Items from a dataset

_ _ _ _ _ _ _

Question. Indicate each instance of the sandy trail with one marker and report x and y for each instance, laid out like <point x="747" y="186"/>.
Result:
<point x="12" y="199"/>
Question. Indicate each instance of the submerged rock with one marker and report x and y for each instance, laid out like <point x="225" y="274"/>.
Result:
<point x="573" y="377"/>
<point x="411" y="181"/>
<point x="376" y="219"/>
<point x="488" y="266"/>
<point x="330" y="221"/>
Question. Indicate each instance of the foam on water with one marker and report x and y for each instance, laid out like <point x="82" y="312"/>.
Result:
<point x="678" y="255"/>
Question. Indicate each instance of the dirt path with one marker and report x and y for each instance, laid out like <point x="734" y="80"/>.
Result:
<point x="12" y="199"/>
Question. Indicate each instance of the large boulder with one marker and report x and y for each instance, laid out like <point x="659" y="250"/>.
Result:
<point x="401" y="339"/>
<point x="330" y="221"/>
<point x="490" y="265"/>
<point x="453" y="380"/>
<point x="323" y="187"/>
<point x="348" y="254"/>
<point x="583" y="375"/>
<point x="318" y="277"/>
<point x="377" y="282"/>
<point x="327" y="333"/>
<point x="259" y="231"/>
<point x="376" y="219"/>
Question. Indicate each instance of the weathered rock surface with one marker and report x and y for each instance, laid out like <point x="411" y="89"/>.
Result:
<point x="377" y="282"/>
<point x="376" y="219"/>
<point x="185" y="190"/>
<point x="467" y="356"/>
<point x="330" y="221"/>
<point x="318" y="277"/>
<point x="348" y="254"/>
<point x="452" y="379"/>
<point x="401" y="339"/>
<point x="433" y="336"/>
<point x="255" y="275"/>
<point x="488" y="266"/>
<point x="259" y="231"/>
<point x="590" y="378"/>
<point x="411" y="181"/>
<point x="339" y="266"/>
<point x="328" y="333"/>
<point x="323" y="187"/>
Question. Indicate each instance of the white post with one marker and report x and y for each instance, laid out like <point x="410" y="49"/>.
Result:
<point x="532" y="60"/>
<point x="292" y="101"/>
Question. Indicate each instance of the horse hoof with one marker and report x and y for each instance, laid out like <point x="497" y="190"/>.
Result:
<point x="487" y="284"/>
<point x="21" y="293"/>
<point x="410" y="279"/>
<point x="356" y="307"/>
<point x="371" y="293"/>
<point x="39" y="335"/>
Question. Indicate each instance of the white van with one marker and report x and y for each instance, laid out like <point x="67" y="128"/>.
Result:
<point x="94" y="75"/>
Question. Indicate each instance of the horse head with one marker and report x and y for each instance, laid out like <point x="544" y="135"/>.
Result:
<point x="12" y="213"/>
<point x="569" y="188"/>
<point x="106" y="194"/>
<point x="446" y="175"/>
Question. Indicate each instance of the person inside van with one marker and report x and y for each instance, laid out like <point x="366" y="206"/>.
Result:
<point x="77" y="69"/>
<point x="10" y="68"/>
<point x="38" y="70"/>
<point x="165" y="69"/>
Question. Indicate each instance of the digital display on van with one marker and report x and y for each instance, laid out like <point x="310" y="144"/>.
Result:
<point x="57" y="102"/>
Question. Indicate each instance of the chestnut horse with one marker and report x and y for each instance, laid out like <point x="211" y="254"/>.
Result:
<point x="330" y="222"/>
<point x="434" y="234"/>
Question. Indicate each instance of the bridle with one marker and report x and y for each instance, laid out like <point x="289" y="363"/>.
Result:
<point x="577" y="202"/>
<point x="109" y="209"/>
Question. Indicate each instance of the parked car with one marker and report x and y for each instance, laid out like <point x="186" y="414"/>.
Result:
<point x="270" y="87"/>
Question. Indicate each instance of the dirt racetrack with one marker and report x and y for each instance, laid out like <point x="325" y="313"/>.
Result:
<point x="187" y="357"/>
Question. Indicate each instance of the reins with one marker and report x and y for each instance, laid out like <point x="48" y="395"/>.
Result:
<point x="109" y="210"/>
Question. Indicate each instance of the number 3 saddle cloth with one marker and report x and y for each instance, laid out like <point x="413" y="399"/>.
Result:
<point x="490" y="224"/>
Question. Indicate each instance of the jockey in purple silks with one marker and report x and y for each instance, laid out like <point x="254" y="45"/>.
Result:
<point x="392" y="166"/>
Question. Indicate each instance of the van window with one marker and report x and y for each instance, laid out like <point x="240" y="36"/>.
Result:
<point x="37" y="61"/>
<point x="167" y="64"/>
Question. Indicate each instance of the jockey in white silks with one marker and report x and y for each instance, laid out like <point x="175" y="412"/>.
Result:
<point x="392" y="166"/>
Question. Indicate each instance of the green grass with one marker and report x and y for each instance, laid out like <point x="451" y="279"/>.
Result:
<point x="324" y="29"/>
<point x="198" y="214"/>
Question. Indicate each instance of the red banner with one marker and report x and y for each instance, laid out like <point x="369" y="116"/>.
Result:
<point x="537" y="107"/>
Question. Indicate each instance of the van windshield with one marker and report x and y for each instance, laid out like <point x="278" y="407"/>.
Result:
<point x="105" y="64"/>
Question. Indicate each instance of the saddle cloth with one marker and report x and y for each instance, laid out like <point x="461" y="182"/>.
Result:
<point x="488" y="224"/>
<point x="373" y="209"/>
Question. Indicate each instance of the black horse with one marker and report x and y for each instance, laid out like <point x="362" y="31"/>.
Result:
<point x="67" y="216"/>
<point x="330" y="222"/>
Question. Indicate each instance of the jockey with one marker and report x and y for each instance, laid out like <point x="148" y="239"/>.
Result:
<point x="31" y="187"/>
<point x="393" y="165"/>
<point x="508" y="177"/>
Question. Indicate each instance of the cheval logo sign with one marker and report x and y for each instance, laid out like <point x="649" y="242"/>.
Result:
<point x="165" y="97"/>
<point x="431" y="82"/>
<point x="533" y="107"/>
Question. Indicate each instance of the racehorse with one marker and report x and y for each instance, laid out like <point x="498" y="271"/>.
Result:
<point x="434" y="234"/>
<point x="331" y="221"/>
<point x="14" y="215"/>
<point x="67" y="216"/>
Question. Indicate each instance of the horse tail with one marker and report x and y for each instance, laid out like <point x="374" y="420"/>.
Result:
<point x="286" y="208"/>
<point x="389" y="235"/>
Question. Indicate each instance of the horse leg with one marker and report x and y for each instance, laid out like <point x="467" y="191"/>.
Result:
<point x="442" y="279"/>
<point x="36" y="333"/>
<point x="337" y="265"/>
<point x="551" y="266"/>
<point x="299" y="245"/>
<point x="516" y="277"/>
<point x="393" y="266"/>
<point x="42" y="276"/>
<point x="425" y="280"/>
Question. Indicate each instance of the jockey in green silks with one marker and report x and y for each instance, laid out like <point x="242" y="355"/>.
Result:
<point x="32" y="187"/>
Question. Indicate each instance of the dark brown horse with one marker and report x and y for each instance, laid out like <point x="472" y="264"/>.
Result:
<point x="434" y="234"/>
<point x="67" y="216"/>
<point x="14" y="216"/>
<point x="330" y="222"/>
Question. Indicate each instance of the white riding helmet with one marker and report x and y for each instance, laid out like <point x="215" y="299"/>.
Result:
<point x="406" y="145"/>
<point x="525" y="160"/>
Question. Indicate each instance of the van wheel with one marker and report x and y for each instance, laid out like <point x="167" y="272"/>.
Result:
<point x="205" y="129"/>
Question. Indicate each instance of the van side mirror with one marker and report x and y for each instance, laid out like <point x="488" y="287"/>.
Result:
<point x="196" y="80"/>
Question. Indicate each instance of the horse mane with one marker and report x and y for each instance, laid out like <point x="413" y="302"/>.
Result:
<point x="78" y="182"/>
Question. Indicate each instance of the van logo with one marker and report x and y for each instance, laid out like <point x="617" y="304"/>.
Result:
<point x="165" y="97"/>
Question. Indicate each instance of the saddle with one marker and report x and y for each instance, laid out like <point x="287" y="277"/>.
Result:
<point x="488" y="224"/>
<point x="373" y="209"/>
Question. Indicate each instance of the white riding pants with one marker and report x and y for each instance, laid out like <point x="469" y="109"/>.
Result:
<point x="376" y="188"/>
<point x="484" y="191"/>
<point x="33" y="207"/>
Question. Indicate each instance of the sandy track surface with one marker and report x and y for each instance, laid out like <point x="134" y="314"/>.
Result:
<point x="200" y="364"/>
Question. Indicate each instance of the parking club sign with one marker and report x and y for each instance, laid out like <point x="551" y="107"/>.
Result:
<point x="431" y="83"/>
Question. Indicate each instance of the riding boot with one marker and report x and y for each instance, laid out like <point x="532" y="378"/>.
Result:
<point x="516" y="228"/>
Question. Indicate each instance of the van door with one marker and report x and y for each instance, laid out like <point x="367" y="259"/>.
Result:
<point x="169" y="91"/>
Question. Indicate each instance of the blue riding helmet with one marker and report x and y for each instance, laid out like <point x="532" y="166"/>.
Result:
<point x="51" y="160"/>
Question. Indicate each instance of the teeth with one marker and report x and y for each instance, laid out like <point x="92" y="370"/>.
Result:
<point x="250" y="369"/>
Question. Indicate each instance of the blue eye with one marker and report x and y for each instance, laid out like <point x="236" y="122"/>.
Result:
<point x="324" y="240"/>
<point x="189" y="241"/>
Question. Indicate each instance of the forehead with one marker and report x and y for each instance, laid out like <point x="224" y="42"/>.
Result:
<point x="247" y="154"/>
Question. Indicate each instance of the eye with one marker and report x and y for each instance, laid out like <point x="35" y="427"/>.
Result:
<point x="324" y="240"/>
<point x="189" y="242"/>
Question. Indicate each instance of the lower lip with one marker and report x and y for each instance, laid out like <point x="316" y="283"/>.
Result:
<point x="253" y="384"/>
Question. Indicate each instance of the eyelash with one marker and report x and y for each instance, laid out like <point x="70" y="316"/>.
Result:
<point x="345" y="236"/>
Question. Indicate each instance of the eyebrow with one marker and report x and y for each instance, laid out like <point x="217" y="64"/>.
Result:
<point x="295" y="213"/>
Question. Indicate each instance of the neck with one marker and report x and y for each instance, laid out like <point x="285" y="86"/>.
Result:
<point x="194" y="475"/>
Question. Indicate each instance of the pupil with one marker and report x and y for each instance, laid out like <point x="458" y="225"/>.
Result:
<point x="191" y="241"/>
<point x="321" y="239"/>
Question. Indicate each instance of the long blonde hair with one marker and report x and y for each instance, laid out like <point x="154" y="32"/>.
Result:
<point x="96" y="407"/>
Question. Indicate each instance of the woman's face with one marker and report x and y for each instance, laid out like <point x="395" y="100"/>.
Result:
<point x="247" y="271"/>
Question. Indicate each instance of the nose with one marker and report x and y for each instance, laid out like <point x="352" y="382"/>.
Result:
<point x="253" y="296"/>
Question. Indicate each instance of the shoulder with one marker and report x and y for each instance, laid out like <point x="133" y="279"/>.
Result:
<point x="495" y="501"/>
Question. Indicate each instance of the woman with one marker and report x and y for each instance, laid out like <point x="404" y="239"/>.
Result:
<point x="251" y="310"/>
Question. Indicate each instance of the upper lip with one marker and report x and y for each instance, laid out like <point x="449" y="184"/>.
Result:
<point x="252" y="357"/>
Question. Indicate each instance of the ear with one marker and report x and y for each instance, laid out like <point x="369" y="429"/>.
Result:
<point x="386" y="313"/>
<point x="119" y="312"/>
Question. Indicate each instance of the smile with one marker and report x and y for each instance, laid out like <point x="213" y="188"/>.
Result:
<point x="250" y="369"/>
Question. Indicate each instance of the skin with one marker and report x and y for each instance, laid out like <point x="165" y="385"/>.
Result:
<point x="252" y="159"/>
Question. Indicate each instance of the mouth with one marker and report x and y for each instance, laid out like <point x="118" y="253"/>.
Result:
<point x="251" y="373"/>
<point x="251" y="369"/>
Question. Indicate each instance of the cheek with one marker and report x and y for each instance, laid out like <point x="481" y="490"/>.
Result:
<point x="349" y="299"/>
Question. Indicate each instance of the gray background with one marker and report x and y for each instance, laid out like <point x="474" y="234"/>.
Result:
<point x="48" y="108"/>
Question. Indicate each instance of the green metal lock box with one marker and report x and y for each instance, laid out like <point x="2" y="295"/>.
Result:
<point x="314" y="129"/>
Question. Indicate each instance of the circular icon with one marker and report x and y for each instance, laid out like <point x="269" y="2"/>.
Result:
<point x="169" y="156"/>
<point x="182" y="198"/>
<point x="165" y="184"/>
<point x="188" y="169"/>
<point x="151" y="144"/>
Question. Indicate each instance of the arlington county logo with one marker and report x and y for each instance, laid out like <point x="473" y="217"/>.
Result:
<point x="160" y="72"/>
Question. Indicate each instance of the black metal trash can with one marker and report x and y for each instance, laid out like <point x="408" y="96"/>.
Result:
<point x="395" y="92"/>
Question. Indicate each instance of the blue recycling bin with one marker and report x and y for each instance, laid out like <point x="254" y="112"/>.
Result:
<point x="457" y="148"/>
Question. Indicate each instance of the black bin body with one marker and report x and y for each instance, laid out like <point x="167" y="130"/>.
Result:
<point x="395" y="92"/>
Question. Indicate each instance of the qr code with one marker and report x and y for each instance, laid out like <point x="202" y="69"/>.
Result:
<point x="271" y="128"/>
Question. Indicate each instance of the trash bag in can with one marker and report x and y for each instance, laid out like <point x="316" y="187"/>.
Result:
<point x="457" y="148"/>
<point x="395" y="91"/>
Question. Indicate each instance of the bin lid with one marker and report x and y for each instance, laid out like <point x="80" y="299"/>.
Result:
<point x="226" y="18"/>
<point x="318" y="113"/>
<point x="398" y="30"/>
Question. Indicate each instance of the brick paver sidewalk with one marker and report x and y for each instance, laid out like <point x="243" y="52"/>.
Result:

_ _ _ _ _ _ _

WHAT IS BEING ASKED
Return only the lines between the one holding "Question. Indicate each instance of the nose" and the one holding "Question. Indicate each instance of the smile", inclusive, exactly as they appear above.

YOUR RESPONSE
Question. Indicate each instance of the nose with one marker and report x and y for each instance, laid out like <point x="352" y="382"/>.
Result:
<point x="253" y="296"/>
Question. Indicate each instance of the shoulder with one marker and report x and y for each instance, laid out like <point x="133" y="279"/>.
Result:
<point x="495" y="501"/>
Question. Indicate each instance of the woman with one marker and report x and y for each instance, laid out like <point x="404" y="239"/>.
Result:
<point x="251" y="310"/>
Question. Indicate each instance of the upper lip with one marker and report x and y for each instance, laid out like <point x="449" y="184"/>.
Result:
<point x="252" y="357"/>
Question. Indicate each instance of the ear with one marker and report x and y for each instance, laid out like <point x="369" y="429"/>.
Result:
<point x="386" y="313"/>
<point x="119" y="312"/>
Question. Indicate each instance of the smile with one marker and report x and y for each instance, laid out like <point x="213" y="188"/>.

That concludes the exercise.